According to IRIN, news network of the UN Office for the Coordination of Humanitarian Affairs, thousands of Congolese civilians were fleeing North Kivu province as of December 6, with civilians claiming executions and massacres as RDF troops burned and looted everything in their path. NGO staff in the region are bracing for the flood of tens of thousands of internally displaced persons.

These claims were echoed by Rwandan guerrilla groups based in the DRC. "According to our sources five Rwandan battalions are already in the DRC ready to create chaos," reported Jean-Marie Higiro, former leader of the Democratic Forces for the Liberation of Rwanda (FDLR). "Kagame's regime maintains its sponsorship to rebel DRC forces. Under all kinds of tricks, Kagame's regime is able to continue to pull the strings in the DRC."

He rejected claims that the Rwandan military is acting in self-defense. "Rwanda and its proxy armies in the DRC maintain an absolute cordon sanitaire at the Rwandan-Congolese border," Higiro says. "How can Hum rebels break through this cordon sanitaire and strike Rwanda, then retreat into the DRC without being intercepted?"

++++

Given problem A: Summarize the report on North Kivu in two sentences.
Given problem B: Copy the report on North Kivu word for word, from "According to IRIN, news" to "internally displaced persons.".
The records were taken from a different source than the report.

[A set of records]
++++

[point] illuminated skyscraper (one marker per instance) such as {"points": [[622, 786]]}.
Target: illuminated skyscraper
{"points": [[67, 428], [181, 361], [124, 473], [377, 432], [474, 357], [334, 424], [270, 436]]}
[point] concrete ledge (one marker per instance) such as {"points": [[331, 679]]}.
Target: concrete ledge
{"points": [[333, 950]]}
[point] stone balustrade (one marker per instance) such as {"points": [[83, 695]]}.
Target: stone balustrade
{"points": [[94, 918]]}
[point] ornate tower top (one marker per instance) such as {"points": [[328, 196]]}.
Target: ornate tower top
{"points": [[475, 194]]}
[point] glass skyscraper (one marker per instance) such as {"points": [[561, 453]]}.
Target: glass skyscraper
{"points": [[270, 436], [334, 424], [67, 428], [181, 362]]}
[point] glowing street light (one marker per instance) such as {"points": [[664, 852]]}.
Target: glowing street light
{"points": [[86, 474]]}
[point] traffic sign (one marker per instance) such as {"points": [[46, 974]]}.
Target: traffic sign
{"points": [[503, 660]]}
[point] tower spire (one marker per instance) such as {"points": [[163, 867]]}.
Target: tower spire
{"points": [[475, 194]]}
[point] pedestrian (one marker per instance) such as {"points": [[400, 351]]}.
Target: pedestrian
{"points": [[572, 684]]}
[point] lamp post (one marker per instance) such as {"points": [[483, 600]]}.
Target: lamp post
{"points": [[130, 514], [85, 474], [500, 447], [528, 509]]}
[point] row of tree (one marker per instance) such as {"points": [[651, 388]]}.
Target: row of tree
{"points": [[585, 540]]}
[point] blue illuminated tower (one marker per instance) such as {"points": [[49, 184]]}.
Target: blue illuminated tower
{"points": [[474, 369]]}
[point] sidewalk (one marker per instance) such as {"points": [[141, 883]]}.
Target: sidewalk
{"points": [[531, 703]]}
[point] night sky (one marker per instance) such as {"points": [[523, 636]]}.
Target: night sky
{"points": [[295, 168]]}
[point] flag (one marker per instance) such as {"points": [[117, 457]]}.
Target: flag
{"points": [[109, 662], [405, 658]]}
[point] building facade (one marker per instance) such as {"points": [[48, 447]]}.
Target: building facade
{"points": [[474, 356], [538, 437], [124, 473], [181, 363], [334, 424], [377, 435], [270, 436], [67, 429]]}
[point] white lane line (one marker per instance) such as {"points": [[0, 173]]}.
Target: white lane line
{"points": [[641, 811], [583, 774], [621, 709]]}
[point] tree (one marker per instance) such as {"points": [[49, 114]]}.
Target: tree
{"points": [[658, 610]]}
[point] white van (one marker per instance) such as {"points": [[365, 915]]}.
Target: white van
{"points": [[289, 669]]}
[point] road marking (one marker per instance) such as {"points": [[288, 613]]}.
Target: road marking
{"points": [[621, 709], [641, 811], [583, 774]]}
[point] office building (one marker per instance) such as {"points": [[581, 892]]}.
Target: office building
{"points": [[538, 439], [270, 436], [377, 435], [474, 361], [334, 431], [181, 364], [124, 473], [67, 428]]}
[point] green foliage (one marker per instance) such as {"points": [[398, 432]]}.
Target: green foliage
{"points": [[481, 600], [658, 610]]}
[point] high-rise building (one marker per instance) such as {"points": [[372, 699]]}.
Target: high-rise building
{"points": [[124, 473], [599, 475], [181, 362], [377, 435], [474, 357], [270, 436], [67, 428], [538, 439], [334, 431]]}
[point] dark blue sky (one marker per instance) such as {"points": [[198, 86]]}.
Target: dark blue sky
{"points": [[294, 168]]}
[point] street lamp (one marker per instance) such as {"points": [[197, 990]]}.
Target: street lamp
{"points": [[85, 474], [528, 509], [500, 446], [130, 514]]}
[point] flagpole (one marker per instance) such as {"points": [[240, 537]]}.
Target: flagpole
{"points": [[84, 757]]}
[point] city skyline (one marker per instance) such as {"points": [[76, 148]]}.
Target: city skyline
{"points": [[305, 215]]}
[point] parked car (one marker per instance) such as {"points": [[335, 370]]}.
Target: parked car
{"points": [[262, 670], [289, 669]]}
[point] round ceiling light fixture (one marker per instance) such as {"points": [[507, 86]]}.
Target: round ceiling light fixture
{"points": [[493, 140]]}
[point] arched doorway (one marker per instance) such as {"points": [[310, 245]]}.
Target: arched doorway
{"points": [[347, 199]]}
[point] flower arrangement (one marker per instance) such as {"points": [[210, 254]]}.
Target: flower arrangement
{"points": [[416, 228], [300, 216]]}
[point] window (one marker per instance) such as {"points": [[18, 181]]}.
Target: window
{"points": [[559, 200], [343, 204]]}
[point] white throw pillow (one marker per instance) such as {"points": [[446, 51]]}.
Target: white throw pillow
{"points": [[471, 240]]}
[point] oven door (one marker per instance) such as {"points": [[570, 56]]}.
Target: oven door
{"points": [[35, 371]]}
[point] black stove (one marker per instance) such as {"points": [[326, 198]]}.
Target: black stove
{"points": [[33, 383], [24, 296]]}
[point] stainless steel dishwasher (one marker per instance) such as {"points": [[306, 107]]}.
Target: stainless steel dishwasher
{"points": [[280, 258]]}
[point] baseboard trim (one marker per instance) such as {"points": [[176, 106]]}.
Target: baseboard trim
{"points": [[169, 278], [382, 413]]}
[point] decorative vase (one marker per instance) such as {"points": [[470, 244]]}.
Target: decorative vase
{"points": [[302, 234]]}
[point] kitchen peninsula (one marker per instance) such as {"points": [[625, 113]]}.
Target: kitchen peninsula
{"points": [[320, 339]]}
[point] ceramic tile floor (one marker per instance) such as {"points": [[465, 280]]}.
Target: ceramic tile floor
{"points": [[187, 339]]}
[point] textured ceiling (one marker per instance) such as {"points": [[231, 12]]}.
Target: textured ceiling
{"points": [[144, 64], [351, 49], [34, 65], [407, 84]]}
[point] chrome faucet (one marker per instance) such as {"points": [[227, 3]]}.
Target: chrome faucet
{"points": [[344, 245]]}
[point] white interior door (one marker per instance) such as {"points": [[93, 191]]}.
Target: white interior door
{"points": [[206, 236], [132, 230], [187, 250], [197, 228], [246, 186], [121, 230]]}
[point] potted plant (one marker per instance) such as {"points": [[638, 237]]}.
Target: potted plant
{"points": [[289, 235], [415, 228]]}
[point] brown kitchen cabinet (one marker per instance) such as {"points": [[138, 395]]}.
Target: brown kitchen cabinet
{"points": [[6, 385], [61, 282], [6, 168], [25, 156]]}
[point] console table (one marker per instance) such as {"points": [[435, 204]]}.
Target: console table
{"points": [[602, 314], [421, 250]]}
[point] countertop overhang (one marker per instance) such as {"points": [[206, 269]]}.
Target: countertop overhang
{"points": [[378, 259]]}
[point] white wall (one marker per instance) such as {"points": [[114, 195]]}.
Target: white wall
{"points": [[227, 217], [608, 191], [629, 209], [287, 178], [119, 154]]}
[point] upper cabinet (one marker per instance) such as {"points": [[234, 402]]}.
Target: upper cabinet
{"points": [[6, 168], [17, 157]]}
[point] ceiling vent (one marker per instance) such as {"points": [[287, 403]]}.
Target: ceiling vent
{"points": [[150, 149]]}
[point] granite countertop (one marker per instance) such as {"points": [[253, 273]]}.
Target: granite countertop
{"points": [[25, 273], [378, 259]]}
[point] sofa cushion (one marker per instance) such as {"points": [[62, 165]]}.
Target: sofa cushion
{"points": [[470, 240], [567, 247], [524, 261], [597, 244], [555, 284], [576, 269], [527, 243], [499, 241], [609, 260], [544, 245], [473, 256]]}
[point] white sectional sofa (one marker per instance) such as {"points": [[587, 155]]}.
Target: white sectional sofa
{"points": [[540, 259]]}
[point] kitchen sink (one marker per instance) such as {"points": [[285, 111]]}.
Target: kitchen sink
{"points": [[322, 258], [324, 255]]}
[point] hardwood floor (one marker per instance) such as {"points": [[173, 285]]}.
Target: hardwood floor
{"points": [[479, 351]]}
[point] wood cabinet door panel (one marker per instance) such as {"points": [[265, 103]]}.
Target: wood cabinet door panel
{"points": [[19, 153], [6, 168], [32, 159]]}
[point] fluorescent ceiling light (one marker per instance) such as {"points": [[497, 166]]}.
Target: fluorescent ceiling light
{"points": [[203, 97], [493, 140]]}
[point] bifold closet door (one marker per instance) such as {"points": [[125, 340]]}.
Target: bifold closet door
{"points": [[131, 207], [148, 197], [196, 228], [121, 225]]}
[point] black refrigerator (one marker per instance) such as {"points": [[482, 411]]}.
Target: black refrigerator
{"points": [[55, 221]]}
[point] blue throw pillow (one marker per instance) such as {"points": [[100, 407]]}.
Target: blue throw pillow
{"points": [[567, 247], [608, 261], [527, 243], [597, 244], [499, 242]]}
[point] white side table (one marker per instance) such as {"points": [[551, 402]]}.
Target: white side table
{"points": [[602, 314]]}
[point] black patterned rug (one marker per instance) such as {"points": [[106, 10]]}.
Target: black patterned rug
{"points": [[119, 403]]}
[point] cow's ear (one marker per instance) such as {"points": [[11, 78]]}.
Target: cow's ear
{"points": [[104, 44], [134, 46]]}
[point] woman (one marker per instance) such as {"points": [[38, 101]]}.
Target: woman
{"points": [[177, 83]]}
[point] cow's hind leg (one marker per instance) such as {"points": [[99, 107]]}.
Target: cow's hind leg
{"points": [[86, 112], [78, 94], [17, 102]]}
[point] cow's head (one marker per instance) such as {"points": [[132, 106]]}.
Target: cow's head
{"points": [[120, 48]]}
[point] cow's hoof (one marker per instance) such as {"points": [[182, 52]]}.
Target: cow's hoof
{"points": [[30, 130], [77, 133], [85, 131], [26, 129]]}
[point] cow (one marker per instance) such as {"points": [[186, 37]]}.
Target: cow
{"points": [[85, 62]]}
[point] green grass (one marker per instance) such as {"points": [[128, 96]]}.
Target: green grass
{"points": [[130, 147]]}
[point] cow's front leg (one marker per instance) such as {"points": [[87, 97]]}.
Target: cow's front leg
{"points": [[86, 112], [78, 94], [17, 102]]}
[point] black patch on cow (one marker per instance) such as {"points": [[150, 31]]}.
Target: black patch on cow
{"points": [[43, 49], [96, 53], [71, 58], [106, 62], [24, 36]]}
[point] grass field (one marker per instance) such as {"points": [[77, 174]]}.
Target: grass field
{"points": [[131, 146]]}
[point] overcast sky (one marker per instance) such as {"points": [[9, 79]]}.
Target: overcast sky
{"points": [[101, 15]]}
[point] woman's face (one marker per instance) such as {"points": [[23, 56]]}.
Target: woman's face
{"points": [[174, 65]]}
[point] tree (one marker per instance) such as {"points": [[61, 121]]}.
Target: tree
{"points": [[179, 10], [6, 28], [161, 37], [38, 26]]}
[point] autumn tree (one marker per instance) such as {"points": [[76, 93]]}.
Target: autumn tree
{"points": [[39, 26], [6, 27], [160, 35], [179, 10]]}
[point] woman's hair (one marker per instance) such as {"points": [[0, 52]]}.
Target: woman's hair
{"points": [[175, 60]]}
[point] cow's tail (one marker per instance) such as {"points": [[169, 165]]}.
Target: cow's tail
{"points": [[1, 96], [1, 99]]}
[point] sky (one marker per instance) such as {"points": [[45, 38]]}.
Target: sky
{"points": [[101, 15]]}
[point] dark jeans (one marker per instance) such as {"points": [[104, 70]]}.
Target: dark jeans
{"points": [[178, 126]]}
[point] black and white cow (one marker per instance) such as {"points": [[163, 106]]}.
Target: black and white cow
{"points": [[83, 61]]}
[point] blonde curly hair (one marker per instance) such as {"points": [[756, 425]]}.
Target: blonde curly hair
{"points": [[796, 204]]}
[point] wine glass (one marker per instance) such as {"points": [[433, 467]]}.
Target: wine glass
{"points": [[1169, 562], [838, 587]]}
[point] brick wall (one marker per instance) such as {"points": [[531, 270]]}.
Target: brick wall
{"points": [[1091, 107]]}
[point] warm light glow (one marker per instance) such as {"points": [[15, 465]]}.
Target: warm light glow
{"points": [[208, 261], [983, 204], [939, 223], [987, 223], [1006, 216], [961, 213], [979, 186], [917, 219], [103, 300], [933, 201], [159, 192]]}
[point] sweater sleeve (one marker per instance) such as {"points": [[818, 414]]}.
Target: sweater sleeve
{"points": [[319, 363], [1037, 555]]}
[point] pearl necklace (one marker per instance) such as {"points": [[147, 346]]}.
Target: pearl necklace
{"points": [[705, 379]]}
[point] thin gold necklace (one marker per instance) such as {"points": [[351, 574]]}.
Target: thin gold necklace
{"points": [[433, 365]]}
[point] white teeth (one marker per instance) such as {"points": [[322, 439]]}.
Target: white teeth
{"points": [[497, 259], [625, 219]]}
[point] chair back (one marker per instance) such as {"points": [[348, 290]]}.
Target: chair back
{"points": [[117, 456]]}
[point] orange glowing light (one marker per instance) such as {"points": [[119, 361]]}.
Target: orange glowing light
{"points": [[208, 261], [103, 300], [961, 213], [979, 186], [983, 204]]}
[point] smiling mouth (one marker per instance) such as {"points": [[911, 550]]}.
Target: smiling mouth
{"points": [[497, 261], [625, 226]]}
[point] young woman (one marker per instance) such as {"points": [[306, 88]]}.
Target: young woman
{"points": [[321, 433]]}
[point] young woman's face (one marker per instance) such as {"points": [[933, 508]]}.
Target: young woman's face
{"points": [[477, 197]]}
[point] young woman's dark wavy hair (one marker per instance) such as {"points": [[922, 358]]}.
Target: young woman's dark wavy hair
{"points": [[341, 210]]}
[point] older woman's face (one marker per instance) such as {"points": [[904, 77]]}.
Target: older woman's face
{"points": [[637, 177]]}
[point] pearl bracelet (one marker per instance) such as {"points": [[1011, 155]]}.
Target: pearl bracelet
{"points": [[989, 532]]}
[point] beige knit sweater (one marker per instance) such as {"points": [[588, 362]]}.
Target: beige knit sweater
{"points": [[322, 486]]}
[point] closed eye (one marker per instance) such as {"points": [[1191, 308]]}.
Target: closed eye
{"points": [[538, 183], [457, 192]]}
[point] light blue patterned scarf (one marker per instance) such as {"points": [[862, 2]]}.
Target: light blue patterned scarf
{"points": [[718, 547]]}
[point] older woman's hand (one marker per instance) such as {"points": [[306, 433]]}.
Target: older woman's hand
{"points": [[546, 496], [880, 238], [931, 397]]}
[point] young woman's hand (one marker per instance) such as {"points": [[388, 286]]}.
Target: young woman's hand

++++

Task output A: According to IRIN, thousands of Congolese civilians were fleeing North Kivu province as of December 6, claiming executions and massacres as RDF troops burned and looted everything in their path, while NGO staff braced for tens of thousands of internally displaced persons. Jean-Marie Higiro, former leader of the FDLR, echoed these claims, saying five Rwandan battalions were already in the DRC and rejecting claims that the Rwandan military was acting in self-defense.

Task output B:
According to IRIN, news network of the UN Office for the Coordination of Humanitarian Affairs, thousands of Congolese civilians were fleeing North Kivu province as of December 6, with civilians claiming executions and massacres as RDF troops burned and looted everything in their path. NGO staff in the region are bracing for the flood of tens of thousands of internally displaced persons.